→ Instructions to follow: Repeat exactly, and only, the lines from the line containing "the mountain ridge." through the last line of the records below, including both.

→ Records supplied:
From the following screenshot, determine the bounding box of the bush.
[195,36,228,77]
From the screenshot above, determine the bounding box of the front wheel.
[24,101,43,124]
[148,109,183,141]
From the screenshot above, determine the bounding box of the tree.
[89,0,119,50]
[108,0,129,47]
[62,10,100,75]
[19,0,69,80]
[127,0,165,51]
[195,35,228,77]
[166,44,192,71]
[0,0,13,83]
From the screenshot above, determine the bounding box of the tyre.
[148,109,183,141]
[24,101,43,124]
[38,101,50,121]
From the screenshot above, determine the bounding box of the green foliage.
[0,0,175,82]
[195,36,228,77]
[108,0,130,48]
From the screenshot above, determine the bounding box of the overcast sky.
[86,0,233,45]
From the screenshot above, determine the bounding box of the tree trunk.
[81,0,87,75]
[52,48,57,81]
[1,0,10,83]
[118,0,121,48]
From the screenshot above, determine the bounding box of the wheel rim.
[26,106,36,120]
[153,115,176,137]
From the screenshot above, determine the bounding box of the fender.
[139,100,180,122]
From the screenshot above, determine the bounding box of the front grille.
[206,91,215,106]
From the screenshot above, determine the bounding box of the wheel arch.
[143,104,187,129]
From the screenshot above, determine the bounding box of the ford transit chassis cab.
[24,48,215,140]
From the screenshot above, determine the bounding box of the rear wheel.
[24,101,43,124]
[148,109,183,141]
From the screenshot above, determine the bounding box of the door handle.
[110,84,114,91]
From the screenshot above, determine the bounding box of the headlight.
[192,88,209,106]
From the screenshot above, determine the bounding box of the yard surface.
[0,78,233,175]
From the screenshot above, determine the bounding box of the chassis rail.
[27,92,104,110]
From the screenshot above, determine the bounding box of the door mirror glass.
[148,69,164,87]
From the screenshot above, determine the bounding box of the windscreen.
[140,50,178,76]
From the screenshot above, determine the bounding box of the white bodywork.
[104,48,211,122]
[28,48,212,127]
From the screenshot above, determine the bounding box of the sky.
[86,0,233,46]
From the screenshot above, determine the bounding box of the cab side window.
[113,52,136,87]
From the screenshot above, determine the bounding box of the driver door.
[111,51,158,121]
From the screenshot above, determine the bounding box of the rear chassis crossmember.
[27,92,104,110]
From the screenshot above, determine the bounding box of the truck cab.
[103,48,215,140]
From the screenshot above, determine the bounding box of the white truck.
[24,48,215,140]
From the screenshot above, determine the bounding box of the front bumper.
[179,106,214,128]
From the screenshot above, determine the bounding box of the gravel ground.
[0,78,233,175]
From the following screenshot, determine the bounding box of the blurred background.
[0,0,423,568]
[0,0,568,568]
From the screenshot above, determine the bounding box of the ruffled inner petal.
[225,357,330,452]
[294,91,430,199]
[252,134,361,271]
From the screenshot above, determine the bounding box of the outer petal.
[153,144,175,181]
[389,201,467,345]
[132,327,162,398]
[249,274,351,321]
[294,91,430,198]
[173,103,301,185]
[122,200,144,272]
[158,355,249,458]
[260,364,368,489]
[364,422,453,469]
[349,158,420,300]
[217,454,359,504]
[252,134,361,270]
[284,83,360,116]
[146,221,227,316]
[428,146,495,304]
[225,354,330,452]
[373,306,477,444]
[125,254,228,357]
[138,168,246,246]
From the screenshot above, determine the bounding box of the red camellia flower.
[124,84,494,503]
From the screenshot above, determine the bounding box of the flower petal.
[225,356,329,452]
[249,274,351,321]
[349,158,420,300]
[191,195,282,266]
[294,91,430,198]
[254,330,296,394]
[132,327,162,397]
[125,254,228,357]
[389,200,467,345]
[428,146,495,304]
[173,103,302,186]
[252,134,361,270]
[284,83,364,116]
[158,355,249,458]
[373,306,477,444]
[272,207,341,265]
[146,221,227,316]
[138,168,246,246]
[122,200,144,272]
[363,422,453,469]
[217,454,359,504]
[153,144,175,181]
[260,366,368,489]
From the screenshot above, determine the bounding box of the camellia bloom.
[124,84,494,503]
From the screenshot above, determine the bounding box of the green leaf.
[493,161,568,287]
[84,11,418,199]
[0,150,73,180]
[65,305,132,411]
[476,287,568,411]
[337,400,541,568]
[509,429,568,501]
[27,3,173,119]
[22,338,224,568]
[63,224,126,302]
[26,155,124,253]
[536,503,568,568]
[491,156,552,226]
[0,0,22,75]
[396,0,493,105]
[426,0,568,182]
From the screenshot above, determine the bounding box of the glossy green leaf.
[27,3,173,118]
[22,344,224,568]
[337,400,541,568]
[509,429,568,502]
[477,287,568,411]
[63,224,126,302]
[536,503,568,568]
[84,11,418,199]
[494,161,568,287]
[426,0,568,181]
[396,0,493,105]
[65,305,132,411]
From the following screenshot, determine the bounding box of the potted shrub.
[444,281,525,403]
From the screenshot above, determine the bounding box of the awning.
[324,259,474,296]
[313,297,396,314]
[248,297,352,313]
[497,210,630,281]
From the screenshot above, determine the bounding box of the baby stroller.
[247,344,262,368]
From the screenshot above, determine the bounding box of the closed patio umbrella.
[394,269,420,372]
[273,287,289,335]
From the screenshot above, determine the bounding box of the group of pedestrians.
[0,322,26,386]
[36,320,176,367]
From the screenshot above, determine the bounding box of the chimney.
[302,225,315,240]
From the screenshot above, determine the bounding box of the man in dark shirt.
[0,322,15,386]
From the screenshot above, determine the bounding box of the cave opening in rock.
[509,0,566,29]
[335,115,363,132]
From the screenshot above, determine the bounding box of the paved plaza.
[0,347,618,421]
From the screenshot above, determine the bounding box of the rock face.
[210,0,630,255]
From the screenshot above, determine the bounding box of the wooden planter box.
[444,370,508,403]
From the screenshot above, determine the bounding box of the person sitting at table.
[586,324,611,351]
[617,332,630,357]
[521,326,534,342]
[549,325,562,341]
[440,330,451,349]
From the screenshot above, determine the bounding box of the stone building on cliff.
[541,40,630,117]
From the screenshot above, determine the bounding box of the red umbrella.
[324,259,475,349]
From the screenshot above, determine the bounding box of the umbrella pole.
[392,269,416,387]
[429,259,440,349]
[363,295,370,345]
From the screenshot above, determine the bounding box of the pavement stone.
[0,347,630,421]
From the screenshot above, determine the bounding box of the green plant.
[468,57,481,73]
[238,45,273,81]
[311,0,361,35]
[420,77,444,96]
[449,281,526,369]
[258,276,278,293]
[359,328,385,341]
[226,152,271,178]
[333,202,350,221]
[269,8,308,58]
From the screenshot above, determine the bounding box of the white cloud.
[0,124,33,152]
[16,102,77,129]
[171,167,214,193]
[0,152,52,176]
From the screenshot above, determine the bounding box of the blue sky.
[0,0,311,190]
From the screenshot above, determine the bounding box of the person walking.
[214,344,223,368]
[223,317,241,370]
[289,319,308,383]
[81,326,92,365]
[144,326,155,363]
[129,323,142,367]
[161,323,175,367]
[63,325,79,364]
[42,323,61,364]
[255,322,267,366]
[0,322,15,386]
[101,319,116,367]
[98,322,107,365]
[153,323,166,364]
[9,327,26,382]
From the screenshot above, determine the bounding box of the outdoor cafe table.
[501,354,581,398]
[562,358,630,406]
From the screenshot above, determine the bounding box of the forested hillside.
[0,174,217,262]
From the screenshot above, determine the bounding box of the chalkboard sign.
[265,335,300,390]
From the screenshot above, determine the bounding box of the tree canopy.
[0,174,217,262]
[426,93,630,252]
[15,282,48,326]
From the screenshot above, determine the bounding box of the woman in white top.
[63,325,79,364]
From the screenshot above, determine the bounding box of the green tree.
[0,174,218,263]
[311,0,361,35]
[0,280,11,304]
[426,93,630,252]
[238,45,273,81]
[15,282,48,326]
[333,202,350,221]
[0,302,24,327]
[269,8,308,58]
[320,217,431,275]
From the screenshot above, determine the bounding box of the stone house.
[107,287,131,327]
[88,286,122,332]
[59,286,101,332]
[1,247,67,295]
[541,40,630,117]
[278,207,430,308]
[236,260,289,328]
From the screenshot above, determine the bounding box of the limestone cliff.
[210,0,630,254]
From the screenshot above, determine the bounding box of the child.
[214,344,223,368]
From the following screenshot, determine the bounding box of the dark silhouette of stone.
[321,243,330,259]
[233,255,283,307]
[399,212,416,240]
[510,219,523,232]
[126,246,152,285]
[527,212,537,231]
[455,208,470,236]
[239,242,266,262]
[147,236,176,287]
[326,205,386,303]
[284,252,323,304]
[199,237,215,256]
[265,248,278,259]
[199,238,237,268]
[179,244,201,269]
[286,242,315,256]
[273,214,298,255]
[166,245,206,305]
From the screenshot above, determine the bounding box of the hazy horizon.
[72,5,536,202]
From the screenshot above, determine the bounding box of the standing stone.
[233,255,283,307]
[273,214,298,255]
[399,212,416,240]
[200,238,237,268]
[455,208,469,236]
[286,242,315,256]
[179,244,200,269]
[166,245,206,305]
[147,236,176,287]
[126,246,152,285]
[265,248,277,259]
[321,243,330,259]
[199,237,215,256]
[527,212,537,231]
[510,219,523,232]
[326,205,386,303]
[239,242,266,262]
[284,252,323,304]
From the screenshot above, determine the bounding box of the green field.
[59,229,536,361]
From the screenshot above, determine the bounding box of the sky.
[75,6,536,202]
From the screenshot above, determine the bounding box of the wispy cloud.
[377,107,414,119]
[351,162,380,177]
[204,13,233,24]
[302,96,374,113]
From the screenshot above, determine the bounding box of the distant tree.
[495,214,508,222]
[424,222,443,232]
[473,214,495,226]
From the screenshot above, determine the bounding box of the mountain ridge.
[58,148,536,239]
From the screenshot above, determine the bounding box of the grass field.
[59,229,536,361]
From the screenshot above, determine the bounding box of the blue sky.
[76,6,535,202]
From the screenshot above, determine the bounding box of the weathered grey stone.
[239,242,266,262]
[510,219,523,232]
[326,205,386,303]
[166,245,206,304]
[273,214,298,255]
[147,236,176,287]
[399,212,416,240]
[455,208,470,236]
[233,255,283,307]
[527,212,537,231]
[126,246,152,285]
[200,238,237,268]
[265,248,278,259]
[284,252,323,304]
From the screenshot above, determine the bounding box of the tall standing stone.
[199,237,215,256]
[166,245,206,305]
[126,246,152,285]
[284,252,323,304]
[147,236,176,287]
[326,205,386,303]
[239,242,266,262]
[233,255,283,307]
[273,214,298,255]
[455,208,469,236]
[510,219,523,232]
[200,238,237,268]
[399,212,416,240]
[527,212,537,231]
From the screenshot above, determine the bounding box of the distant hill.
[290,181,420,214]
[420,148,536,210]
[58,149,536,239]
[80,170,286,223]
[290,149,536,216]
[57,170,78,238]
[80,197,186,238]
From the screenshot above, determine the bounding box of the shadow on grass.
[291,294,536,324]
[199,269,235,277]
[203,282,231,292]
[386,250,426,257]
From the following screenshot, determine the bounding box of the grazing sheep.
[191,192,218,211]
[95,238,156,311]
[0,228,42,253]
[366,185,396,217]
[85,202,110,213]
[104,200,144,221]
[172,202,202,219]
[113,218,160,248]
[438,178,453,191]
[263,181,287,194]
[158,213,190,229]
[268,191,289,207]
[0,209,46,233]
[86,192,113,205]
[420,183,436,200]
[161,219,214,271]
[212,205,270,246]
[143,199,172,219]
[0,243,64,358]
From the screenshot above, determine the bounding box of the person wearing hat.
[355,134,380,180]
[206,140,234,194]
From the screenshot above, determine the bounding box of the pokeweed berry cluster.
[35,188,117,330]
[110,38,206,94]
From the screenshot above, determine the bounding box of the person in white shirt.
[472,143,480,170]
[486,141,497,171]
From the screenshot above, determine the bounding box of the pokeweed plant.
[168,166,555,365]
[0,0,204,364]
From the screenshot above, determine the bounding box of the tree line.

→ Response to this task:
From the screenshot above, determine the bounding box of the mountain ridge.
[58,148,536,239]
From the screenshot above, determine the bounding box of the grass field.
[59,229,536,361]
From the screenshot above, determine the bounding box of the blue sky.
[76,6,535,202]
From the screenshot above, determine the bounding box of the weathered grey stone.
[239,242,266,262]
[510,219,523,232]
[326,205,386,303]
[166,245,206,304]
[273,214,298,255]
[147,236,176,287]
[399,212,416,240]
[455,208,470,236]
[233,255,283,307]
[527,212,537,231]
[126,246,152,285]
[200,238,237,268]
[265,248,278,259]
[284,252,323,304]
From the screenshot above, determine the bounding box of the tall standing stone.
[199,237,215,256]
[166,245,206,305]
[126,246,152,285]
[284,252,323,304]
[147,236,176,287]
[326,205,386,303]
[239,242,266,262]
[233,255,283,307]
[273,214,298,255]
[455,208,469,236]
[510,219,523,232]
[200,238,237,268]
[399,212,416,240]
[527,212,537,231]
From the screenshot above, determine the bounding box of the distant hill.
[290,181,420,214]
[420,148,536,210]
[58,149,536,239]
[80,170,286,223]
[290,149,536,216]
[57,170,78,238]
[80,197,186,238]
From the screenshot above, determine the bounding box of the shadow on grass.
[291,294,536,324]
[199,269,235,277]
[203,282,231,292]
[386,250,426,257]
From the following screenshot, determine the bounding box of the grazing sheep.
[191,192,218,211]
[95,238,156,311]
[0,228,42,253]
[366,185,396,217]
[85,202,110,213]
[104,200,144,221]
[172,202,202,219]
[113,218,160,248]
[438,178,453,191]
[263,181,287,194]
[158,213,190,229]
[268,191,289,207]
[0,209,46,233]
[86,192,113,205]
[420,183,436,200]
[161,219,214,271]
[212,205,270,246]
[143,199,172,219]
[0,243,64,358]
From the screenshot above, determine the bounding box of the person wearing hat.
[355,134,380,180]
[206,140,234,194]
From the screenshot above, determine the bounding box of the pokeweed berry cluster.
[35,188,117,330]
[110,38,206,94]
From the screenshot above, determine the bounding box of the person in white shirt.
[472,143,480,170]
[486,141,497,171]
From the screenshot above, determine the bounding box of the pokeweed plant.
[168,166,555,365]
[0,0,204,364]
From the screenshot above, determine the bounding box of the tree line.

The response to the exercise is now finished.